Extracted data below:

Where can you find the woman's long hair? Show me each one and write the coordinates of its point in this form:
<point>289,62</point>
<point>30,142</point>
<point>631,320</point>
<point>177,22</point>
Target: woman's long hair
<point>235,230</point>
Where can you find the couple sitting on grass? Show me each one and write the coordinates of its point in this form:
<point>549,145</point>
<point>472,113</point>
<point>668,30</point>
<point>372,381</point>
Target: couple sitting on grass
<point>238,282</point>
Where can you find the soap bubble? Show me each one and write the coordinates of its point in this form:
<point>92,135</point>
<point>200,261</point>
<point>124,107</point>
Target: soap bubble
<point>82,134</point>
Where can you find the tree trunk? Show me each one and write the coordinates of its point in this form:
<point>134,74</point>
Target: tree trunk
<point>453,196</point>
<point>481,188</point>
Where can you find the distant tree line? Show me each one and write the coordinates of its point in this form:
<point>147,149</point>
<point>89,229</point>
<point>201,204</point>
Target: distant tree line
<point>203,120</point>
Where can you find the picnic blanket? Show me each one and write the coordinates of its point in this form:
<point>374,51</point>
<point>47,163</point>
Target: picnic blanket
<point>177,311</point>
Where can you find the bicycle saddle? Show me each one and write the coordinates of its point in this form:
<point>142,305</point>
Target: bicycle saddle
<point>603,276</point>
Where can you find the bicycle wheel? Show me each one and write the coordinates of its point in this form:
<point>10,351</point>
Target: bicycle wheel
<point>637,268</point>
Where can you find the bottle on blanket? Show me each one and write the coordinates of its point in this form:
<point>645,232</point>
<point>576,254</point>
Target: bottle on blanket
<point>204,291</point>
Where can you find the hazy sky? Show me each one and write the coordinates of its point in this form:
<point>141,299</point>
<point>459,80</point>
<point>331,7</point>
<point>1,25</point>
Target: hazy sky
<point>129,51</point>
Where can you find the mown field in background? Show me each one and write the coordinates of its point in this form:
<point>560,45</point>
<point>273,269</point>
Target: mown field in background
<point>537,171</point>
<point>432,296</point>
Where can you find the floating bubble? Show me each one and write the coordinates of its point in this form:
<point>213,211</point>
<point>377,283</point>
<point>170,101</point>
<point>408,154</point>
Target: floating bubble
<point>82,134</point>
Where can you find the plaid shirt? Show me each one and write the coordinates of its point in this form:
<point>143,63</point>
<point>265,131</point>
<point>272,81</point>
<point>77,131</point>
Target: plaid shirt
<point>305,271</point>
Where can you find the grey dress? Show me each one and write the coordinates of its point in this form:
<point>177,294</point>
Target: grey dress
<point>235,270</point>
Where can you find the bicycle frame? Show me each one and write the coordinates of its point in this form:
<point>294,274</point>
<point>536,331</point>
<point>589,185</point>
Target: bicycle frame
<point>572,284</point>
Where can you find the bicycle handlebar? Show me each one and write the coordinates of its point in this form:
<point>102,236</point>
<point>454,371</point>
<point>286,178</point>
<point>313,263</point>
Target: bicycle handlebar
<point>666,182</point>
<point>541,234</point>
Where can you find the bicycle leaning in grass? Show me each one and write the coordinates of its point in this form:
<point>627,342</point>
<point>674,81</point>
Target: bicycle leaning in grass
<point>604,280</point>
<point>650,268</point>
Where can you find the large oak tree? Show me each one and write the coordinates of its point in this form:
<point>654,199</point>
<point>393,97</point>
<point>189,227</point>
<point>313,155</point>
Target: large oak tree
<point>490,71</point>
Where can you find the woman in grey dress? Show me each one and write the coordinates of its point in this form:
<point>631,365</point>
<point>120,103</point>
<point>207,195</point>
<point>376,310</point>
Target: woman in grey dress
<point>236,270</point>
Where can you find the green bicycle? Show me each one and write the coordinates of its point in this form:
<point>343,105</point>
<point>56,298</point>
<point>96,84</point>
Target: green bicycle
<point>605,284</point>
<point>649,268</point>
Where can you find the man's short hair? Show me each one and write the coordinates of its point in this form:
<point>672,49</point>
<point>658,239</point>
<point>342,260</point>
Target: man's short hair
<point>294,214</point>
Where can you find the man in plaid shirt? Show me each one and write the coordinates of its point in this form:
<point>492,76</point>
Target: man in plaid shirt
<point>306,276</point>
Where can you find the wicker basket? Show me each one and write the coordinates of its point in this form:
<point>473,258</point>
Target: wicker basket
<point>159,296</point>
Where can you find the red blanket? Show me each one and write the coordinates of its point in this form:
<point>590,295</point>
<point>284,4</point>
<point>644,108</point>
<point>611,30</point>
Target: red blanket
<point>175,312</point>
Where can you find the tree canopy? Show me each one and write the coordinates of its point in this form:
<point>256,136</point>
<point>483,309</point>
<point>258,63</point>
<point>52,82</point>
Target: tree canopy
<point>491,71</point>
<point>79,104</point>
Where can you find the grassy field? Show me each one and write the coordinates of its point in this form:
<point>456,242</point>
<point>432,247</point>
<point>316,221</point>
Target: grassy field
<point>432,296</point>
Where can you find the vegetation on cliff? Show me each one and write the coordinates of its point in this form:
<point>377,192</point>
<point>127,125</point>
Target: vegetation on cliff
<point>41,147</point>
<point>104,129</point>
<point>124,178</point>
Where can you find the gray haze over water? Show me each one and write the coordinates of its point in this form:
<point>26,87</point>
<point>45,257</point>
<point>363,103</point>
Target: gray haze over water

End of Extracted data.

*What to produce*
The answer is the line containing "Where can you find the vegetation" together with every line after it in the records, repeated exactly and with nothing else.

*Written answer*
Where can you find the vegetation on cliff? Show me each one and write the coordinates of its point in this form:
<point>377,192</point>
<point>127,125</point>
Target: vegetation on cliff
<point>41,147</point>
<point>104,129</point>
<point>124,178</point>
Where can you find the gray haze over water? Show me each one and write the coordinates of its point in this form:
<point>26,87</point>
<point>45,257</point>
<point>363,103</point>
Target: gray haze over water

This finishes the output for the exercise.